SELECTED PASSAGE:

02:30:15.634324 IP break.Aus.Sun.COM.domain > mailserver.Aus.Sun.COM.41251: 28805 NXDomain 0/1/0 (110)
02:30:15.634526 IP mailserver.Aus.Sun.COM.41252 > dns.Aus.Sun.COM.domain: 28806+ A? 3.100.168.192.zen.spamhaus.org. (46)
02:30:15.634531 IP mailserver.Aus.Sun.COM.41252 > dns.Aus.Sun.COM.domain: 28806+ A? 3.100.168.192.zen.spamhaus.org. (46)
02:30:15.635325 IP break.Aus.Sun.COM.domain > mailserver.Aus.Sun.COM.41252: 28806 NXDomain 0/1/0 (110)

(Using $:S or $:A modifier)

02:32:07.923587 IP mailserver.Aus.Sun.COM.41253 > dns.Aus.Sun.COM.domain: 63100+ TXT? 3.100.168.192.zen.spamhaus.org. (46)
02:32:07.923599 IP mailserver.Aus.Sun.COM.41253 > dns.Aus.Sun.COM.domain: 63100+ TXT? 3.100.168.192.zen.spamhaus.org. (46)
02:32:07.924979 IP dns.Aus.Sun.COM.domain > mailserver.Aus.Sun.COM.41253: 63100 NXDomain 0/1/0 (110)
02:32:07.927616 IP mailserver.Aus.Sun.COM.41254 > dns.Aus.Sun.COM.domain: 63101+ A? 3.100.168.192.zen.spamhaus.org. (46)
02:32:07.927627 IP mailserver.Aus.Sun.COM.41254 > dns.Aus.Sun.COM.domain: 63101+ A? 3.100.168.192.zen.spamhaus.org. (46)
02:32:07.928609 IP dns.Aus.Sun.COM.domain > mailserver.Aus.Sun.COM.41254: 63101 NXDomain 0/1/0 (110)

Place rate-limiting mechanisms (metermaid, conn_throttle etc.) *before DNS RBL lookups*

If you use one of the email rate-limiting mechanisms e.g. MeterMaid or conn_throttle.so, placing these PORT_ACCESS rate-limiting lookups prior to the dns_verify.so lookup will help reduce the impact of a Denial of Service on Messaging Server. For more information, see the discussion on MeterMaid in the Messaging Server System Administrator's Guide. e.g.

PORT_ACCESS
 
! TCP|server-address|server-port|client-address|client-port
  *|*|*|*|*  $C$|INTERNAL_IP;$3|$Y$E
  *|*|*|*|*  $C$:A$[IMTA_LIB:check_metermaid.so,throttle,ext_throttle,$3]$N421$ Connection$ declined$ at$ this$ time$E
  TCP|*|25|*|* $C$:S$[IMTA_LIB:dns_verify.so,dns_verify_domain_port,$1,zen.spamhaus.org.,Your$ host$ ($1)$ found$ on$ spamhaus.org$ RBLblock$ list]$T$E
  *  $YEXTERNAL

Use most successful lookup first (multiple lookups)

(Records of labeled points)
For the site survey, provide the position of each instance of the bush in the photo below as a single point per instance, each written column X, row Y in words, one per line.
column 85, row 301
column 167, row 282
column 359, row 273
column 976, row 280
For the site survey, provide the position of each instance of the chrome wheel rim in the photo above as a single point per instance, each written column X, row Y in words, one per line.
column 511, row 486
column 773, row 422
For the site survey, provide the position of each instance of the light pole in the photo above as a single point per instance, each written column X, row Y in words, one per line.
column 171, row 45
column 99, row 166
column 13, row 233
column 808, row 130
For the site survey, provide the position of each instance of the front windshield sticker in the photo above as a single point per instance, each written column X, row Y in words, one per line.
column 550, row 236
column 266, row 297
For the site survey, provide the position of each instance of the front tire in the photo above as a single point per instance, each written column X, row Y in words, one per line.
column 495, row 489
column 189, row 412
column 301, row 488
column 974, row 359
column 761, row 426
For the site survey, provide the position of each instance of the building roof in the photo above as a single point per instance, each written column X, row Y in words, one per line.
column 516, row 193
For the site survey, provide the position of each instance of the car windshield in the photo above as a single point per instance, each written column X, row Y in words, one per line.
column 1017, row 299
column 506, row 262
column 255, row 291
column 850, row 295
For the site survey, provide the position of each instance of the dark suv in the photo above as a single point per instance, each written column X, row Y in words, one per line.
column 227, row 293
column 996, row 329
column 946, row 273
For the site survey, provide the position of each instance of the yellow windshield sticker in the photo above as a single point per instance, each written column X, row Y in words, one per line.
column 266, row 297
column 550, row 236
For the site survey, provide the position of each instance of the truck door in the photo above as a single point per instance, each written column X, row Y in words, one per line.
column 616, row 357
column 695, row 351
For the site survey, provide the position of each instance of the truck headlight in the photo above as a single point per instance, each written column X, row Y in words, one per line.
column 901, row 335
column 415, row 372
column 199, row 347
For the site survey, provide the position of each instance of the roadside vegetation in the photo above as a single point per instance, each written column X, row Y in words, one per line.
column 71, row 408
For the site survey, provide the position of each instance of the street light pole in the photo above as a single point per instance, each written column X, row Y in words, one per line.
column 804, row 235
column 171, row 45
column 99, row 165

WRITTEN EXERCISE 1: In the passage on DNS RBL lookups, where should rate-limiting lookups such as MeterMaid or conn_throttle.so be placed?
WRITTEN EXERCISE 2: Write the next part of the passage on DNS RBL lookups, picking up after its final line.
These lines have no connection to the passage on DNS RBL lookups.

TASK ANSWER 1: Before the dns_verify.so lookup, that is, ahead of the DNS RBL lookups.

TASK ANSWER 2:
By placing the RBL lookups in most-successful to least-successful order, the overall number DNS lookups will be reduced as Messaging Server will terminate the PORT_ACCESS mapping table processing after the first RBL lookup returns a DNS TXT or A record.

Adding the ”$T” PORT_ACCESS mapping table flag to the dns_verify.so callout will provide additional logging information to help determine which RBL is the most successful e.g.

  TCP|*|25|*|* $C$:S$[IMTA_LIB:dns_verify.so,dns_verify_domain_port,$1,zen.spamhaus.org.,Your$ host$ ($1)$ found$ on$ spamhaus.org$ RBLblock$ list]$T$E

Adding ”LOG_CONNECTION=7” to the Messaging Server MTA option.dat configuration file will result in an additional ”T” record in the mail.log file when a connection is dropped due to the connecting host being listed in a DNS RBL e.g.

 12-Mar-2008 10:06:52.09 78f.4.686597 **           +      T  TCP|1.2.3.4|25|5.6.7.8|39802 571 http://www.spamhaus.org/query/bl?ip=5.6.7.8

In the above case the SpamHaus lookup returned a TXT record ”http://www.spamhaus.org/query/bl?ip=5.6.7.8” which was returned to the connecting client.

By using this log information, and re-ordering the DNS RBL lookups to provide the best first-lookup match rate, your DNS lookups will be reduced therefore improving overall performance.

Don't use too many lookups

If your site uses multiple DNS RBL lookups to increase the chances of blocking IP addresses that are known to send spam, reordering those rules as per the previous Hint/Tip may show that the latter lookups block negligible additional hosts and can therefore be removed.

Don't use DNS_VERIFY_DOMAIN dispatcher configuration

The DNS_VERIFY_DOMAIN dispatcher option doesn't provide sufficient granularity and therefore dns_verify.so PORT_ACCESS lookups should be used instead as discussed throughout this guide.

Avoid lookups for known 'Friendly' IP ranges

IP addresses for an organization can usually be split into three distinct categories:

=> Internal IP addresses of trusted email upload systems (e.g. other Messaging Server MTA relays, mailstores). These are usually defined in the INTERNAL_IP mapping table and which you never want to be blocked if the IP address of a host happens to be listed in Realtime Blacklist.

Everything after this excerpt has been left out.